SOURCE PASSAGE:
# Towing A 250Rs With A 08 F-150



## SLO250RS (Mar 11, 2010)

Good evening everybody I have the oppritunity to use my father-inlaws 08 F-150 to tow on Memorial weekend.The truck specs out with this: Supercab,5.4,h/d towing package,3:73LS,145"W.B.I think just the 25" wheelbase increase over my current TV should make a difference in highway stability when the big rigs come rolling past at 80+mph







.I will be re-adjusting my e-4 for the truck and I hope I have the time and weather(







)to fine tune it.If anyone wants to throw some advice at me regarding towing with a F-150 or Mark LT that would be great.TIA


----------



## fpl (Mar 9, 2011)

SLO250RS said:


> Good evening everybody I have the oppritunity to use my father-inlaws 08 F-150 to tow on Memorial weekend.The truck specs out with this: Supercab,5.4,h/d towing package,3:73LS,145"W.B.I think just the 25" wheelbase increase over my current TV should make a difference in highway stability when the big rigs come rolling past at 80+mph
> 
> 
> 
> ...


I just came back from our first trip with our 250rs. I towed it with my 04 suburban with the 5.3 engine, 3:73 gears, tow package and Reese dual cam sway control. I can honestly say I had no issues towing through Northern NH. Set your hitch correctly and you should have no issues. I went by two tractor trailers and had no issues.


----------



## duggy (Mar 17, 2010)

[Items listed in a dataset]
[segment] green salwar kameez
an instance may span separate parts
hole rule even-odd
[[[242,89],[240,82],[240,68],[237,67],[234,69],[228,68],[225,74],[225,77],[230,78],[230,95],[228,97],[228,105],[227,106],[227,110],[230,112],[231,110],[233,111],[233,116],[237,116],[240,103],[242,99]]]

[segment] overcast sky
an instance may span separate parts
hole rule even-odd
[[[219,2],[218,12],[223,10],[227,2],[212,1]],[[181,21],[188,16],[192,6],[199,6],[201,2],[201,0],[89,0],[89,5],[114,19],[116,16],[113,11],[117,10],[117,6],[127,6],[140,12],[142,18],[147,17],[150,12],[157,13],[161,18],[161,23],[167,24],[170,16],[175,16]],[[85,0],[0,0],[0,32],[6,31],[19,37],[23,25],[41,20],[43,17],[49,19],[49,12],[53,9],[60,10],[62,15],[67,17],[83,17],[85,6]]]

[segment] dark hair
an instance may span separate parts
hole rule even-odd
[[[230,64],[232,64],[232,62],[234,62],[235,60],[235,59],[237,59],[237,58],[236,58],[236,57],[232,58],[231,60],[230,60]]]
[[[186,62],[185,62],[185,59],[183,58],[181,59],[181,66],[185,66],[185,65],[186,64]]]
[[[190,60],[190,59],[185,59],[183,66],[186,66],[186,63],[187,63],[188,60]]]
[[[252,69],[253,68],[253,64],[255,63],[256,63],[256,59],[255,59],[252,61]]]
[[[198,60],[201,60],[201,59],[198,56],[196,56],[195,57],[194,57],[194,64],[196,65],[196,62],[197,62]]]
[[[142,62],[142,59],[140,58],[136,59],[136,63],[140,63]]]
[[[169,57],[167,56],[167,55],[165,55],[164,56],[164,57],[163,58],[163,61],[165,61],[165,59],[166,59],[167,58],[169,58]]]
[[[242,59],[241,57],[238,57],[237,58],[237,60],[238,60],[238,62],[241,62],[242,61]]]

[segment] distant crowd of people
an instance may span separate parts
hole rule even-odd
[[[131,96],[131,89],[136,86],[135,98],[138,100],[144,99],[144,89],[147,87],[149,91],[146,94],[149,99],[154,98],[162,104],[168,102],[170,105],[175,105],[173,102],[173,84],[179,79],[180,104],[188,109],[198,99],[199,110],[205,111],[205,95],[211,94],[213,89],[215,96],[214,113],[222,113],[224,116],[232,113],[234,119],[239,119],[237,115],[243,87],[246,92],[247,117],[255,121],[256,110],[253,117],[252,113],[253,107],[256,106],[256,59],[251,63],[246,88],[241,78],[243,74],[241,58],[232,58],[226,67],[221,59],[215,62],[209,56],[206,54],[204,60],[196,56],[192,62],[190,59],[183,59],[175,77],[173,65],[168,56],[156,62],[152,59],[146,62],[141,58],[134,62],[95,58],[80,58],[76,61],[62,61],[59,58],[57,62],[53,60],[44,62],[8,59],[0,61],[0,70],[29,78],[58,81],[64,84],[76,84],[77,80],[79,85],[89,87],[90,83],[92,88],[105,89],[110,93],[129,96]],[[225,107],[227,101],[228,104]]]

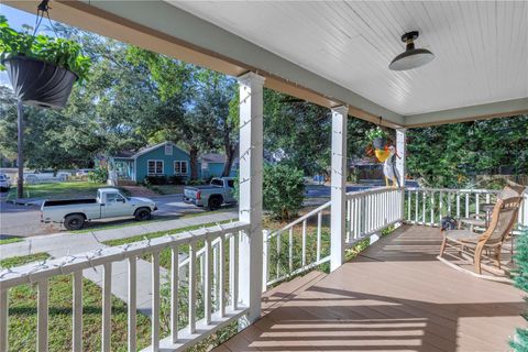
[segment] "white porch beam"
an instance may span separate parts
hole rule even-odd
[[[240,85],[240,201],[239,219],[251,224],[239,242],[239,299],[250,307],[249,322],[261,317],[262,179],[264,77],[248,73]]]
[[[404,118],[404,125],[407,128],[418,128],[464,121],[506,118],[522,113],[528,113],[528,98],[406,116]]]
[[[344,261],[345,195],[346,195],[346,120],[349,108],[332,109],[332,172],[331,172],[331,222],[330,222],[330,271]]]
[[[399,187],[405,187],[405,157],[407,154],[407,130],[396,129],[396,153],[399,157],[396,157],[396,170],[399,175]]]

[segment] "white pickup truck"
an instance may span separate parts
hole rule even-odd
[[[99,188],[97,198],[45,200],[41,222],[63,223],[67,230],[79,230],[86,221],[118,217],[148,220],[156,204],[147,198],[125,197],[116,188]]]

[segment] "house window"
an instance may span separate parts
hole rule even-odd
[[[187,162],[174,162],[174,175],[184,176],[187,175]]]
[[[163,175],[163,161],[148,161],[148,176]]]
[[[173,144],[165,144],[165,155],[173,155]]]

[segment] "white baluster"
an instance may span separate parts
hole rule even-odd
[[[317,261],[321,260],[321,229],[322,228],[322,210],[317,213]],[[292,257],[292,254],[289,255]],[[289,270],[292,271],[293,265],[290,264]]]
[[[8,352],[9,289],[0,287],[0,352]]]
[[[268,253],[268,243],[270,243],[270,231],[264,230],[262,237],[262,292],[267,290],[267,280],[270,278],[270,253]]]
[[[178,342],[179,248],[170,249],[170,340]]]
[[[220,318],[226,316],[226,235],[222,233],[220,235],[220,245],[218,248],[218,263],[220,265],[219,268],[219,277],[218,277],[218,293],[219,297],[219,314]]]
[[[189,243],[189,333],[196,332],[196,242]]]
[[[294,228],[288,231],[288,267],[289,272],[294,271]]]
[[[306,266],[306,220],[302,221],[302,266]]]
[[[110,352],[110,336],[112,331],[112,263],[102,267],[102,352]]]
[[[73,274],[74,278],[74,301],[73,301],[73,341],[72,348],[74,352],[82,351],[82,272],[78,271]]]
[[[204,263],[204,316],[206,324],[211,323],[211,239],[206,238],[206,253]]]

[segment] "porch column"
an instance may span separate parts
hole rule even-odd
[[[261,316],[262,294],[262,179],[264,77],[248,73],[240,86],[240,200],[239,219],[251,224],[239,242],[239,299],[250,307],[250,323]]]
[[[344,235],[346,227],[346,120],[349,108],[332,109],[332,172],[331,172],[331,221],[330,221],[330,271],[344,261]]]
[[[399,157],[396,157],[396,169],[399,175],[399,185],[405,187],[405,156],[407,154],[406,142],[407,129],[396,129],[396,152]]]

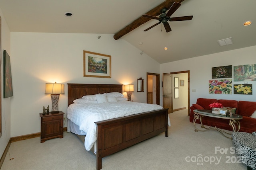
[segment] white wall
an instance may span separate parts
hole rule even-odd
[[[248,84],[252,84],[252,95],[209,94],[208,91],[208,80],[212,79],[212,67],[232,65],[233,69],[234,66],[255,64],[256,54],[256,46],[254,46],[162,64],[160,75],[162,75],[163,72],[190,70],[190,106],[200,98],[256,102],[255,81],[248,82]],[[232,84],[244,84],[244,82],[232,82]],[[192,92],[192,90],[195,90],[196,92]],[[162,90],[160,92],[162,93]],[[160,104],[162,104],[162,98],[160,98]]]
[[[100,39],[98,36],[101,36]],[[46,83],[65,84],[59,110],[68,107],[66,83],[134,85],[132,100],[146,103],[146,92],[137,92],[137,80],[146,79],[146,72],[159,73],[160,64],[122,39],[113,35],[11,33],[12,74],[11,137],[40,131],[39,113],[52,103],[44,94]],[[84,77],[83,51],[111,55],[111,78]],[[146,62],[146,63],[145,63]],[[147,84],[144,84],[146,89]],[[126,92],[124,94],[126,95]],[[66,127],[64,125],[64,127]]]
[[[3,91],[3,51],[5,50],[8,54],[10,55],[10,33],[7,24],[5,21],[2,10],[0,9],[0,16],[2,20],[1,27],[1,88],[2,89],[2,135],[0,138],[0,155],[2,155],[7,145],[8,141],[10,137],[11,131],[11,107],[10,100],[12,98],[4,99]],[[12,65],[11,65],[11,67]]]

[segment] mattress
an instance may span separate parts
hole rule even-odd
[[[71,131],[80,135],[86,135],[84,146],[89,151],[97,140],[97,125],[94,122],[163,108],[158,105],[127,101],[101,104],[73,104],[68,108],[67,117],[77,126],[75,126],[76,128],[73,128],[76,129],[74,132]],[[170,126],[169,117],[168,123]],[[74,126],[73,123],[72,125]]]

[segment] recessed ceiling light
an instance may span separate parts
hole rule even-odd
[[[252,24],[252,21],[247,21],[244,23],[244,26],[248,26]]]
[[[73,15],[73,14],[70,12],[67,12],[65,13],[65,16],[67,17],[71,17]]]

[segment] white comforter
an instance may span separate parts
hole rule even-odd
[[[67,110],[67,117],[86,135],[84,146],[90,150],[97,140],[94,122],[162,109],[159,105],[127,101],[102,104],[73,104]],[[169,117],[168,123],[170,123]]]

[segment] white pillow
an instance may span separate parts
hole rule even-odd
[[[89,100],[96,100],[97,98],[96,96],[94,94],[93,95],[86,95],[84,96],[81,98],[82,99],[87,99]]]
[[[118,101],[127,100],[127,99],[125,98],[116,98],[116,100],[117,100]]]
[[[85,99],[77,99],[73,101],[73,102],[77,104],[84,104],[85,103],[98,103],[97,100],[89,100]]]
[[[253,112],[253,113],[252,113],[252,114],[250,116],[250,117],[252,117],[253,118],[256,119],[256,110],[255,110],[254,112]]]
[[[108,98],[106,93],[102,94],[95,94],[95,95],[96,96],[96,98],[97,98],[98,103],[103,103],[108,102]]]
[[[108,102],[117,102],[116,99],[114,97],[108,97],[107,96]]]
[[[114,97],[116,98],[122,98],[124,96],[122,93],[119,92],[111,92],[107,93],[107,96],[108,97]]]

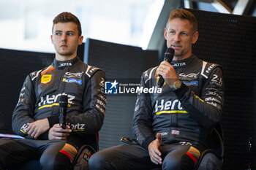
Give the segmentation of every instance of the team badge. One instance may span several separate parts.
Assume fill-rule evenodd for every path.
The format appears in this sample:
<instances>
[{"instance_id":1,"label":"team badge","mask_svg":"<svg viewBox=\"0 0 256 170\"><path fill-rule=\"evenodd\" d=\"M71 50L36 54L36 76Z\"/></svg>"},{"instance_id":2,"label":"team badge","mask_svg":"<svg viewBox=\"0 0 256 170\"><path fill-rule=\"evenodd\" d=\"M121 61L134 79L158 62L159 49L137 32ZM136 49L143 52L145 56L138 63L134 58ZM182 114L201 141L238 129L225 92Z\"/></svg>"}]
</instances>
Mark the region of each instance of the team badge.
<instances>
[{"instance_id":1,"label":"team badge","mask_svg":"<svg viewBox=\"0 0 256 170\"><path fill-rule=\"evenodd\" d=\"M44 74L43 76L42 76L41 83L46 84L48 82L50 82L51 77L52 77L51 74Z\"/></svg>"}]
</instances>

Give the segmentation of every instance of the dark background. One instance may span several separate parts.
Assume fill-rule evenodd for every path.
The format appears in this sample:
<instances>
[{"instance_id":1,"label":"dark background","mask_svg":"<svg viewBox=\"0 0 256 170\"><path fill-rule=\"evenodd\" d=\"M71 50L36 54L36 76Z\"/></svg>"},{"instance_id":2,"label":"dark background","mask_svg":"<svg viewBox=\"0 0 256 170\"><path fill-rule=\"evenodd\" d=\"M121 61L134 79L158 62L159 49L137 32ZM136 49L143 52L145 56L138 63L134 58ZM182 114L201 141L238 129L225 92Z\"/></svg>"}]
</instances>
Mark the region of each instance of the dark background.
<instances>
[{"instance_id":1,"label":"dark background","mask_svg":"<svg viewBox=\"0 0 256 170\"><path fill-rule=\"evenodd\" d=\"M193 53L223 66L223 169L256 169L256 18L191 11L199 25L199 39L193 46ZM138 78L143 71L159 62L157 52L137 47L87 39L85 47L80 48L82 52L79 55L84 55L84 61L105 70L108 78ZM12 133L12 110L26 75L49 65L53 58L50 53L0 49L0 133ZM108 100L105 123L99 133L100 149L120 144L120 136L132 136L135 97L109 96Z\"/></svg>"}]
</instances>

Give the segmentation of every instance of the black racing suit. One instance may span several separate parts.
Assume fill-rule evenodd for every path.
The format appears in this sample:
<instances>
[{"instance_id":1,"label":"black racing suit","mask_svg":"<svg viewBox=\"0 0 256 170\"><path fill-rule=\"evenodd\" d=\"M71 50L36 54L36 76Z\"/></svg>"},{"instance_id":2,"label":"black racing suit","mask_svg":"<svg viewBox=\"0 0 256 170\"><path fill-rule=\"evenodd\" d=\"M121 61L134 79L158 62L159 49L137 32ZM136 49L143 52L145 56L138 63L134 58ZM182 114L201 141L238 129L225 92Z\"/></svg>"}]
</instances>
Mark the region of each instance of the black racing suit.
<instances>
[{"instance_id":1,"label":"black racing suit","mask_svg":"<svg viewBox=\"0 0 256 170\"><path fill-rule=\"evenodd\" d=\"M223 107L223 77L220 66L207 63L192 55L173 61L178 79L177 90L164 85L158 90L158 67L143 72L135 105L133 133L138 144L124 144L94 154L89 169L148 169L154 167L148 144L159 133L163 160L162 169L194 169L206 146L210 129L219 122Z\"/></svg>"},{"instance_id":2,"label":"black racing suit","mask_svg":"<svg viewBox=\"0 0 256 170\"><path fill-rule=\"evenodd\" d=\"M52 143L53 145L56 144L58 140L48 140L49 130L40 135L39 140L31 140L26 129L28 123L45 118L48 118L50 128L59 123L60 96L67 95L68 104L66 122L72 131L67 142L59 140L62 144L57 147L56 152L62 147L62 153L68 155L72 161L74 150L70 150L70 145L67 146L67 144L77 150L83 144L89 144L97 150L96 136L102 125L105 112L105 80L102 71L83 63L78 57L65 61L55 59L48 67L31 73L26 78L12 115L13 131L29 139L19 139L19 142L27 142L26 144L28 147L26 148L39 147L37 148L39 149L39 158ZM11 165L12 161L8 161L4 158L5 154L1 152L4 149L1 144L0 142L0 155L2 155L0 156L0 163L2 162L4 166L8 166ZM69 151L70 154L67 153ZM24 152L26 154L28 153ZM31 159L35 159L33 158L34 155L31 154Z\"/></svg>"},{"instance_id":3,"label":"black racing suit","mask_svg":"<svg viewBox=\"0 0 256 170\"><path fill-rule=\"evenodd\" d=\"M173 90L167 85L161 93L138 95L133 133L144 148L161 134L164 144L192 144L206 149L209 129L219 122L224 104L224 85L220 66L192 55L173 61L181 87ZM143 74L141 85L157 85L157 67Z\"/></svg>"}]
</instances>

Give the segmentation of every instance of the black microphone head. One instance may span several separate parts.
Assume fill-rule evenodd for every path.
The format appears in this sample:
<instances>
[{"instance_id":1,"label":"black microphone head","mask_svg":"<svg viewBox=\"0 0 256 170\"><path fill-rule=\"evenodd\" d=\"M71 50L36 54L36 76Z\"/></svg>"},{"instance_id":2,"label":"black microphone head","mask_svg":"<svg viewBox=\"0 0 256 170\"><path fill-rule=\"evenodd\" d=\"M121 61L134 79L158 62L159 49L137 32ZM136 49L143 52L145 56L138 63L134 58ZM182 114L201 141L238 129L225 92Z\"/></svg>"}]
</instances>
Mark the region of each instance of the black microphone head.
<instances>
[{"instance_id":1,"label":"black microphone head","mask_svg":"<svg viewBox=\"0 0 256 170\"><path fill-rule=\"evenodd\" d=\"M175 50L173 48L167 48L165 53L164 61L166 61L170 63L174 57L174 53Z\"/></svg>"},{"instance_id":2,"label":"black microphone head","mask_svg":"<svg viewBox=\"0 0 256 170\"><path fill-rule=\"evenodd\" d=\"M59 107L67 108L67 96L61 95L59 98Z\"/></svg>"}]
</instances>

SET TASKS:
1: For each statement about the towing thread, answer yes or no and quote the words of the thread that decide it. (a) The borrowed F-150 has a 5.4 engine. (b) fpl towed the 250rs with an 04 Suburban that has a 5.3 engine. (c) fpl had trouble when passing tractor trailers.
2: Answer these questions from the towing thread.
(a) On what weekend does SLO250RS plan to tow with the F-150?
(b) By how much does the F-150's wheelbase exceed that of SLO250RS's current tow vehicle?
(c) What sway control did fpl use?
3: Carry on the towing thread from where it stops.

OUTPUTS IN ORDER:
1:
(a) Yes: "Supercab,5.4,h/d towing package"
(b) Yes: "I towed it with my 04 suburban with the 5.3 engine"
(c) No: "I went by two tractor trailers and had no issues."

2:
(a) Memorial weekend
(b) 25"
(c) Reese dual cam sway control

3:
If you go through the steps of measuring to get the trailer level or slightly nose down, then getting the TV to measure the way the Equalizer manual recommends, you should be set.


----------



## Duanesz (Jul 10, 2009)

The ford should be up to the task.


----------



## rsm7 (Aug 8, 2009)

Where ya headed? PM me if you dont want to post it. We'll be at Mosquito Lake.


----------



## go6car (Jan 19, 2004)

You'll be fine. I'm a lot heavier than you with our setup and no issues (assuming you have a good weight distributing hitch with sway control and electronic breaking system).

If the truck doesn't have towing mirrors (and you don't have after-market ones), it may be a little difficult seeing around the rig. It's not completely un-doable, but would be better if you had them.

Best of luck and have fun!


----------



## SLO250RS (Mar 11, 2010)

rsm7 said:


> Where ya headed? PM me if you dont want to post it. We'll be at Mosquito Lake.


East Harbor for the memorial weekend,are you staying at the state park there?We have not been to that park yet.


----------



## rsm7 (Aug 8, 2009)

SLO250RS said:


> Where ya headed? PM me if you dont want to post it. We'll be at Mosquito Lake.


East Harbor for the memorial weekend,are you staying at the state park there?We have not been to that park yet.
[/quote]

Yes were going to the state park for our first time there. I guess they have a very nice dog park so we thought we'd check it out. We have 4 groups going and 6 dogs between us.


----------



## Nathan (Jan 2, 2007)

Just punch the Tow/haul button and go!









(after setting up the hitch, brake controller, etc.....)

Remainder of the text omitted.